*** Data extracts Section Begins ***

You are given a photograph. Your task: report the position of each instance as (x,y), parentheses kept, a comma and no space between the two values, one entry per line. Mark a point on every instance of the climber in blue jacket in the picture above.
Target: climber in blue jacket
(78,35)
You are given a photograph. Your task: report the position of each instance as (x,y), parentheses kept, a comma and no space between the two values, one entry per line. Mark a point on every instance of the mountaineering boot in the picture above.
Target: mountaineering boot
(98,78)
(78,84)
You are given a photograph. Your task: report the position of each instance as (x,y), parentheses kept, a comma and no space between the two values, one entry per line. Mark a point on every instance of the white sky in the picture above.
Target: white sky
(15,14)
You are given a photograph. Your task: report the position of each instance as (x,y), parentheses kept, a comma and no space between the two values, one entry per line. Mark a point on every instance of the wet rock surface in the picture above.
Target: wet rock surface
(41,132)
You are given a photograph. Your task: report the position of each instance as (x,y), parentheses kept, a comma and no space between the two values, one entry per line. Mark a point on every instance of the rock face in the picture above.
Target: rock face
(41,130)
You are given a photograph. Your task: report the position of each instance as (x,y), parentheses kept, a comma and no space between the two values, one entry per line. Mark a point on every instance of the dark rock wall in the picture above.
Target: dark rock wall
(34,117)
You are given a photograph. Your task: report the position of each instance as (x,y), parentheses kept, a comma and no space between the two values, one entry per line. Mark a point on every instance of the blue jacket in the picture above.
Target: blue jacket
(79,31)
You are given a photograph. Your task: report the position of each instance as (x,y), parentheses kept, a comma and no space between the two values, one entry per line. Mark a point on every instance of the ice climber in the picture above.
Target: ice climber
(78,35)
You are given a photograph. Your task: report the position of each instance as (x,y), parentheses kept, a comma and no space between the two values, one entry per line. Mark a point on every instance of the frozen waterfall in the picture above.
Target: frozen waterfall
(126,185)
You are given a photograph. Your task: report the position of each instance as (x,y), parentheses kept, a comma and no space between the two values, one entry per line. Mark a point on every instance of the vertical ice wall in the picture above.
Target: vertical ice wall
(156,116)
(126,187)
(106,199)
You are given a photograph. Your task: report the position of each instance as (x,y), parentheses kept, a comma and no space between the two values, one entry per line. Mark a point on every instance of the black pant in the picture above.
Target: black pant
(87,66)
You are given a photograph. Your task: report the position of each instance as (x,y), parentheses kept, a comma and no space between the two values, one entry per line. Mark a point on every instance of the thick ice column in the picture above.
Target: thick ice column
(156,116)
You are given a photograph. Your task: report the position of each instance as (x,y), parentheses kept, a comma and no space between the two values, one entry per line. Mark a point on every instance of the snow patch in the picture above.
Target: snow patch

*** Data extracts Section Ends ***

| Work request |
Would you retype the lines of the data above, from the one holding "column in the picture above." through its final line, exactly and without adding any other line?

| Expected answer |
You are given a photograph. Your task: report the position of each instance as (x,y), parentheses kept, a comma and no space between the two values, one entry per line. Mark a point on every instance of the thick ice column in the picture above.
Target: thick ice column
(156,116)
You are given a photograph. Your task: report the position of each instance as (x,y), parentheses kept, a comma and no space between the two values, one entry per line. Mark a point on every instance of the snow patch in the picture above.
Target: snow patch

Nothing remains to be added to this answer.